# [Work item]
Report back every line of the entries that contains "below", exactly as written.

● ● ● ● ● ● ●

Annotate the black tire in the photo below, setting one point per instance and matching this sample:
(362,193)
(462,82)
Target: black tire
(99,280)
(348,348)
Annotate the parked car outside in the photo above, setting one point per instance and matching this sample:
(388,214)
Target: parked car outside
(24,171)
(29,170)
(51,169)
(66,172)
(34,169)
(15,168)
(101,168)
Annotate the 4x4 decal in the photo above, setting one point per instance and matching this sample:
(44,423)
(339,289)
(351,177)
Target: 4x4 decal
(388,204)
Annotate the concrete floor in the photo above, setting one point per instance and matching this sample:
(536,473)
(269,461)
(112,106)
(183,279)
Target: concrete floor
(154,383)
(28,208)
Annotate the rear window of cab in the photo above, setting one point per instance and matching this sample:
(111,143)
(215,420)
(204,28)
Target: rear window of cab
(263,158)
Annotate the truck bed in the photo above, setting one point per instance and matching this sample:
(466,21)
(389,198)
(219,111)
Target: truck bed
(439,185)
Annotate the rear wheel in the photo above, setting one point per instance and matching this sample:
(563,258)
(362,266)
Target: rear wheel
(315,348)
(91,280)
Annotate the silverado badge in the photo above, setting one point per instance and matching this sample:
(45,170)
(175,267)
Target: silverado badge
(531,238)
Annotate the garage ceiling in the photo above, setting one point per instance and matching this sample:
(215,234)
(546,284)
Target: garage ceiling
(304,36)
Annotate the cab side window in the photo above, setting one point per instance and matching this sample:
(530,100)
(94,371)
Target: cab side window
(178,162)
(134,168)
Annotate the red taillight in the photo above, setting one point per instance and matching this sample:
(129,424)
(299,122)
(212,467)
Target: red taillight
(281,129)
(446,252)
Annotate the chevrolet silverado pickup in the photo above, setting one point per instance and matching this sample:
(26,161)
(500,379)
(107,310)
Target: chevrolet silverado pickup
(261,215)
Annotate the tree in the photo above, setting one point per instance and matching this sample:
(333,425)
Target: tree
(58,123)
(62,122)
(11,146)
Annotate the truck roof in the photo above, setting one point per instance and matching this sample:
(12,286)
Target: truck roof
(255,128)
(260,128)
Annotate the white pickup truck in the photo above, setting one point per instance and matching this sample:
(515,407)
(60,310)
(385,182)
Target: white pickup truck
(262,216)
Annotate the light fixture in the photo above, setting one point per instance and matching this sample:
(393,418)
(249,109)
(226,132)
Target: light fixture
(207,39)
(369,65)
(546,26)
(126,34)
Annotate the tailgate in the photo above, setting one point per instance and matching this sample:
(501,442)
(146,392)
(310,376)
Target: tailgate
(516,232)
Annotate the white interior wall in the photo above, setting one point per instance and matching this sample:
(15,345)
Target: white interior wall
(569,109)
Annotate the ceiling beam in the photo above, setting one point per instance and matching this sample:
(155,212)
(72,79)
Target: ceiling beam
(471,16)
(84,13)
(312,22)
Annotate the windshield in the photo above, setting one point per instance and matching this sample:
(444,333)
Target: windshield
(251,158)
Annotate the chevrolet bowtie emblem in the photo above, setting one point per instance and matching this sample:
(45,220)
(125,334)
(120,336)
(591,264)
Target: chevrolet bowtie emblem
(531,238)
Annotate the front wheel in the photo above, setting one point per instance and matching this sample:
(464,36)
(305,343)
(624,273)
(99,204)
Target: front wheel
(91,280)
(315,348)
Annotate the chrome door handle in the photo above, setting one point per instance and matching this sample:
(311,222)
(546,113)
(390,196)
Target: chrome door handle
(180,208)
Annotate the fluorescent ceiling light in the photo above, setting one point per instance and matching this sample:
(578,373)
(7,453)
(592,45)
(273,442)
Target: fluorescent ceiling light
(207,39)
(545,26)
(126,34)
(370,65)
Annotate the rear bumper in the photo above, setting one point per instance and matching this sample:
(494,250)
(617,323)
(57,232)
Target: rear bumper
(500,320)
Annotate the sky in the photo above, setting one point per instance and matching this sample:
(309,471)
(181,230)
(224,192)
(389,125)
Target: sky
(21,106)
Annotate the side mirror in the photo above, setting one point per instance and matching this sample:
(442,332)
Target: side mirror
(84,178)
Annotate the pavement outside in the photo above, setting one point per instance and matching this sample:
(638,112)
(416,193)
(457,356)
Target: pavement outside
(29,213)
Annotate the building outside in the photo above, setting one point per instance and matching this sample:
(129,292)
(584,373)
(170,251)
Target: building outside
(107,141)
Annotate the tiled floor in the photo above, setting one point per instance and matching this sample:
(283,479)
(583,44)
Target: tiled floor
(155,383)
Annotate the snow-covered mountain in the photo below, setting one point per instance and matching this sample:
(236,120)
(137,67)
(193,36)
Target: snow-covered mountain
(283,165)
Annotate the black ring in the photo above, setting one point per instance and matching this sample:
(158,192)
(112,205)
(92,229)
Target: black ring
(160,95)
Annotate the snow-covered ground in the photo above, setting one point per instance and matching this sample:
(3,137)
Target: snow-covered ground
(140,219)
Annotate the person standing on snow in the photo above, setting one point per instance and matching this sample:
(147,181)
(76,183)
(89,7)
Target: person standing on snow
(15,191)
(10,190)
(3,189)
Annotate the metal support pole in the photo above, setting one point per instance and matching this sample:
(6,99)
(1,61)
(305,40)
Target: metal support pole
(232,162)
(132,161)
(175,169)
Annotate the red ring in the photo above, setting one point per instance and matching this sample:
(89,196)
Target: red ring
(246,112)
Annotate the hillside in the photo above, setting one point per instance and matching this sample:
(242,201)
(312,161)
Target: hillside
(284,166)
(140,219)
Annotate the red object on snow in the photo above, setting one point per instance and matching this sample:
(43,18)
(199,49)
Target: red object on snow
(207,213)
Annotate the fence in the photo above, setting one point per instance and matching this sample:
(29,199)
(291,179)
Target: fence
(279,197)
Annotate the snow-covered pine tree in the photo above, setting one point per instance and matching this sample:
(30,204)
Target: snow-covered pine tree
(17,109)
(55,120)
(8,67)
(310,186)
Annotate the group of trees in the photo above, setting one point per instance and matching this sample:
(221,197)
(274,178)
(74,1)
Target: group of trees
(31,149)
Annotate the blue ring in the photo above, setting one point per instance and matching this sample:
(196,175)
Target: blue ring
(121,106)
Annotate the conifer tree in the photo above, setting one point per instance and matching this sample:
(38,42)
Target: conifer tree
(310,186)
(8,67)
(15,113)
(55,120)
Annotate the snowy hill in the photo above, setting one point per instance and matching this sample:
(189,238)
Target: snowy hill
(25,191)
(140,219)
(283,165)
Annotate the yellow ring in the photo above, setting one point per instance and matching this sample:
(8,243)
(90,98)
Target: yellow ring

● ● ● ● ● ● ●

# [Response box]
Annotate the black tire in the photo below, setting one point per instance and matching this sample:
Annotate the snow-covered mountain in the photo below, setting one point per instance and matching this sample:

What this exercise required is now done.